### [YOUR OBJECTIVE]
Rewrite the material below, switching every "located" to "positioned" and changing nothing else. Omit the pictures from your output.

### [DATA LINES]
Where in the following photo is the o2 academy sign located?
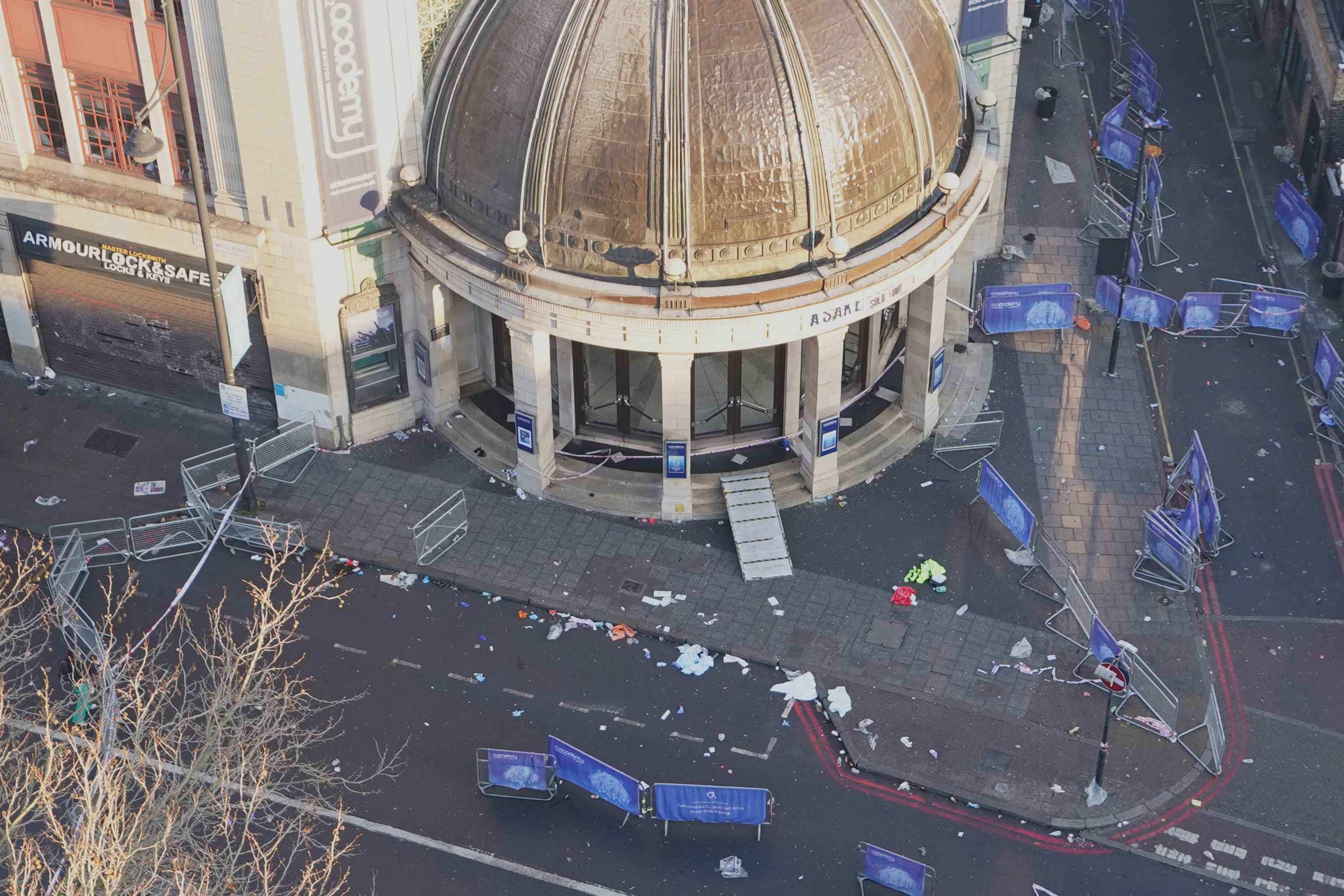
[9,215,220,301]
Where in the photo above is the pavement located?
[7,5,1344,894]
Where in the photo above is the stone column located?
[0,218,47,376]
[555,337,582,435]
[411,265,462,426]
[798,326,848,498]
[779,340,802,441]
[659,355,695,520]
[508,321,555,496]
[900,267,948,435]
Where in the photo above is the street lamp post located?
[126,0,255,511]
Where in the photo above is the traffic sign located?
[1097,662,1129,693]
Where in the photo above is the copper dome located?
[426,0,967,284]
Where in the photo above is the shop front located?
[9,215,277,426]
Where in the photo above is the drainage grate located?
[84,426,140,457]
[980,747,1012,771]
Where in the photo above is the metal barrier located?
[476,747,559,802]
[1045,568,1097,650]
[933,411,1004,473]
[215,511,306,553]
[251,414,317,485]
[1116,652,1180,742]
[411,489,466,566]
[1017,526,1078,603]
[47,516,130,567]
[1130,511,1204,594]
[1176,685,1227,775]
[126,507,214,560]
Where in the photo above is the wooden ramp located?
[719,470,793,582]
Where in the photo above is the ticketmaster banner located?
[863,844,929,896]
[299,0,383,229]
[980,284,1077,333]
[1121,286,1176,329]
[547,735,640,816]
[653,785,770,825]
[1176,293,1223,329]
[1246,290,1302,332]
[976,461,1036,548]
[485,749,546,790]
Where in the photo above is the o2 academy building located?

### [TASK ANSWER]
Where in the following photo is the o2 academy sign positioned?
[9,215,220,301]
Where in the photo above is the pavement positioned?
[7,5,1344,894]
Where in the photo above is the stone column positioned?
[0,218,47,376]
[555,337,582,435]
[411,265,462,426]
[798,326,848,498]
[779,340,802,441]
[659,355,695,520]
[508,321,555,496]
[900,267,948,435]
Where in the photo above is the street lamp post positioned?
[126,0,255,511]
Where in the photo above is the traffic sign positioned?
[1097,662,1129,693]
Where in the photo above is the copper dome positioned?
[426,0,967,284]
Where in the photo above is the shop front positioned?
[9,215,277,426]
Where in the photo above is the drainage grate positioned?
[84,426,140,457]
[980,747,1012,771]
Where in the photo above is the metal barrier positioned?
[476,747,559,802]
[1045,568,1097,650]
[933,411,1004,473]
[215,511,306,553]
[251,414,317,485]
[1116,652,1180,742]
[411,489,466,566]
[1017,526,1078,603]
[47,516,130,567]
[1130,511,1204,594]
[1176,685,1227,775]
[126,507,214,560]
Where in the photo above is the wooden ramp positioned?
[719,470,793,582]
Where in the photo above is the ticketmaster banner positioned?
[863,844,929,896]
[299,0,383,229]
[980,284,1077,333]
[1121,286,1176,329]
[547,735,640,816]
[653,785,770,825]
[1176,293,1223,329]
[1246,290,1302,332]
[976,461,1036,548]
[485,749,546,790]
Where in the photo above is the o2 academy building positioned?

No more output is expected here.